De verdediging verzoekt primair het openbaar ministerie niet te ontvangen in de ontnemingsvordering, subsidiair het wederrechtelijk verkregen voordeel vast te stellen op nihil.
Oordeel van het hof
Inleiding & grondslag ontnemingsvordering
Op 15 juni 2007 is naar aanleiding van het opsporingsonderzoek en financieel onderzoek een aanvraag voor een machtiging tot het instellen van een Strafrechtelijke Financieel Onderzoek (hierna: SFO) ingediend. [1] De machtiging is vervolgens op 19 juni 2007 verleend. [2] Het SFO heeft geresulteerd in
het ‘Rapport Berekening wederrechtelijke verkregen voordeel kasopstelling’ gedateerd 2 mei 2011 (hierna: ontnemingsrapportage). [3] De ontnemingsrapportage is gebaseerd op artikel 36e lid 3 van
het Wetboek van Strafrecht (hierna: WvSr) en betreft een eenvoudige kasopstelling.
Tussen het moment van de aanvraag voor een machtiging tot het instellen van het SFO en afronding
van de ontnemingsrapportage is de betrokkene bij arrest van 24 februari 2011 van het gerechtshof Amsterdam veroordeeld voor – kort gezegd – het gewoontewitwassen van verscheidene voorwerpen
in de periode 1 januari 2002 tot en met 3 juli 2007 en de deelname aan een organisatie die tot oogmerk heeft het plegen van misdrijven in de periode 1 januari 2006 tot en met 3 juli 2007. [4] Dit arrest is, nadat de Hoge Raad het cassatieberoep had verworpen, op 13 november 2012 onherroepelijk geworden.
Bij een eenvoudige kasopstelling als berekeningsmethode worden over de onderzoeksperiode de totale contante uitgaven afgezet tegen de legale contante ontvangsten. Indien het verschil negatief is, is sprake van contante ontvangsten van onbekende herkomst. Een negatieve kas is immers niet mogelijk: men kan niet meer uitgeven dan men fysiek aan kasgeld beschikbaar heeft, tenzij sprake is van andere, onbekende – contante – inkomsten.

■ Opgaven
**A)** Op welke datum werd volgens de passage over de ontnemingsvordering de machtiging voor het SFO verleend?
**B)** Zet de passage over de ontnemingsvordering voort, aansluitend op de laatste zin ervan.
De regels spelen hierbij geen enkele rol.

■ Gegeven materiaal
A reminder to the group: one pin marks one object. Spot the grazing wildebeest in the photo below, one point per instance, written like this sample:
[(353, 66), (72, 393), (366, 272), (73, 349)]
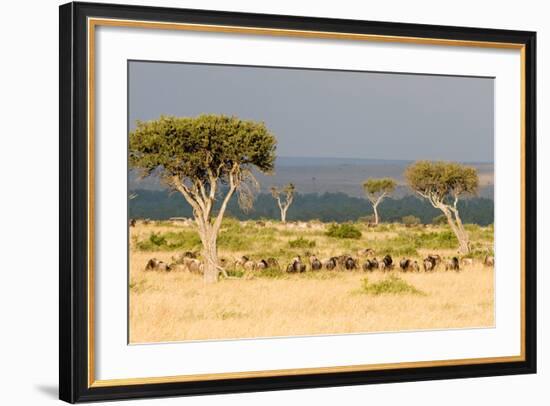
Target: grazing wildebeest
[(350, 264), (261, 264), (452, 264), (151, 264), (489, 260), (467, 261), (370, 265), (272, 263), (296, 265), (242, 260), (155, 265), (315, 263), (405, 264), (367, 252), (180, 259), (194, 265), (245, 263), (331, 263), (436, 260), (388, 262), (429, 264)]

■ Antwoorden per opgave
**A)** Op 19 juni 2007.

**B)**
Schematisch weergegeven is deze wijze van berekening als volgt:
Beginsaldo contant geld
-/-
Eindsaldo contant geld
+/+
Legale contante ontvangsten incl. bankopnamen
Beschikbaar voor het doen van uitgaven
-/-
Werkelijke contante uitgaven incl. bankstortingen
Verschil (wederrechtelijk verkregen voordeel)
Van die onverklaarbare contante gelden kan in beginsel worden aangenomen dat die gelijk zijn aan het wederrechtelijk verkregen voordeel. Het is primair aan het openbaar ministerie dit aannemelijk te maken.
Bij een dergelijke wijze van berekenen van het wederrechtelijk verkregen voordeel wordt geabstraheerd van de strafbare feiten zoals die bewezen zijn verklaard. De rechter behoeft – als het derde lid van artikel 36e WvSr als grondslag wordt gebruikt – niet te concretiseren welke andere strafbare feiten op enigerlei wijze ertoe hebben geleid dat de betrokkene wederrechtelijk verkregen voordeel heeft gekregen.
De ontnemingsprocedure kenmerkt zich erdoor dat de bewijslast op redelijke en billijke wijze wordt verdeeld tussen het openbaar ministerie en de betrokkene. Als het openbaar ministerie aan de primaire bewijslast heeft voldaan, is het aan de betrokkene concreet en gemotiveerd, en zo nodig door bescheiden gestaafd, tegenover de door het openbaar ministerie gepresenteerde en op wettige bewijsmiddelen gebaseerde berekeningen aannemelijk te doen worden dat de door het openbaar ministerie aannemelijk gemaakte berekening niet juist is. Een enkele bewering is daartoe niet voldoende.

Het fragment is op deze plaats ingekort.